> STATED TASK
Please copy out the full listing below word for word, with no changes.

++++ SOURCE RECORDS ++++

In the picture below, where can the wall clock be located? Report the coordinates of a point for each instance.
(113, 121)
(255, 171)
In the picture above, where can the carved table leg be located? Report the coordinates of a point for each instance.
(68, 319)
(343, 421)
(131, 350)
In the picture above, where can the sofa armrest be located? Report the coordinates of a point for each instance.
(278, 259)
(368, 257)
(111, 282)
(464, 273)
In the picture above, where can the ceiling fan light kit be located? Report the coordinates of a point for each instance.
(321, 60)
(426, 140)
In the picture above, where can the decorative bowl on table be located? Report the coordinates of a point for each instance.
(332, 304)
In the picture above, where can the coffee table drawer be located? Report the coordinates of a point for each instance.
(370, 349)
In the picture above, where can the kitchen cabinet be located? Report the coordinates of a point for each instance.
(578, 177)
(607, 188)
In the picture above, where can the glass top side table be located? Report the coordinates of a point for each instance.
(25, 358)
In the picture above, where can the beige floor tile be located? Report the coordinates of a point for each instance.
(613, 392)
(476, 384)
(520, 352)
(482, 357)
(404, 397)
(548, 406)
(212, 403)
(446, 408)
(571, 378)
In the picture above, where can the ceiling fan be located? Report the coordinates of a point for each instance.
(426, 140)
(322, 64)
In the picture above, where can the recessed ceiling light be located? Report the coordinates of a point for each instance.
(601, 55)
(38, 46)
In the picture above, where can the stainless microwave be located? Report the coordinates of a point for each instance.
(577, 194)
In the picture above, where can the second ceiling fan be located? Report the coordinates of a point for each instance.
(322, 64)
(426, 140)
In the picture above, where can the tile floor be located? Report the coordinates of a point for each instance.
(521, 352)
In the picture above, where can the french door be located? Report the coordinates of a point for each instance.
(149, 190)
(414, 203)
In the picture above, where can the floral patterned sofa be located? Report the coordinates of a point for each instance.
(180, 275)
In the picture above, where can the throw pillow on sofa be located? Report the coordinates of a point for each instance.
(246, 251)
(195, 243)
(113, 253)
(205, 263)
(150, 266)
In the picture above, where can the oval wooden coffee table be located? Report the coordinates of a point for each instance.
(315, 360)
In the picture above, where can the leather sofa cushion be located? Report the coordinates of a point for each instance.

++++

> SOLUTION FOR THIS EXERCISE
In the picture below, where can the wall clock be located? Report the coordinates of a point for each instance.
(113, 121)
(255, 171)
In the picture above, where can the carved table leg be located? Report the coordinates of a point for each instance.
(68, 319)
(343, 421)
(131, 350)
In the picture above, where can the sofa armrest be located? Report the coordinates of a point for each instance.
(278, 259)
(368, 257)
(111, 282)
(464, 273)
In the picture above, where can the ceiling fan light kit be located? Report the coordinates of a point for each instance.
(321, 60)
(426, 140)
In the picture above, where can the decorative bowl on table be located? Report the coordinates of a point for each instance.
(332, 304)
In the picture above, where can the coffee table drawer be located? Report the coordinates of a point for each instance.
(370, 349)
In the picture above, where can the kitchen cabinet be located? Report the coordinates of a point for each instance.
(578, 177)
(607, 188)
In the picture above, where can the glass top side table be located? Report the coordinates of a point for each instance.
(25, 358)
In the picture above, where can the beige floor tile be located? Report the coordinates of a point for each instance.
(613, 392)
(476, 384)
(520, 352)
(482, 357)
(404, 397)
(548, 406)
(212, 403)
(446, 408)
(571, 378)
In the picture above, where can the ceiling fan be located? Report the coordinates of a point for each instance.
(426, 140)
(322, 64)
In the picture above, where can the recessed ceiling light be located? Report the coordinates of a point for each instance.
(601, 55)
(38, 46)
In the picture above, where can the stainless microwave be located? Report the coordinates of a point for each instance.
(577, 194)
In the picture above, where can the second ceiling fan be located? Report the coordinates of a point for each instance.
(322, 64)
(426, 140)
In the picture above, where can the tile floor be located? Report the coordinates of a point for each instance.
(521, 352)
In the picture above, where can the french door be located? Report the coordinates of a point for each instance.
(149, 190)
(414, 203)
In the picture above, where can the floral patterned sofa be located? Report the coordinates of a point for each instance.
(180, 275)
In the picture above, where can the throw pillow on sofa be located? Report the coordinates of a point for each instance.
(246, 251)
(195, 243)
(113, 253)
(205, 263)
(150, 266)
In the picture above, where can the oval wooden coffee table be located? Report the coordinates of a point for each instance.
(315, 360)
In the picture above, where can the leather sofa cushion be located? Report the coordinates of a point for each instance.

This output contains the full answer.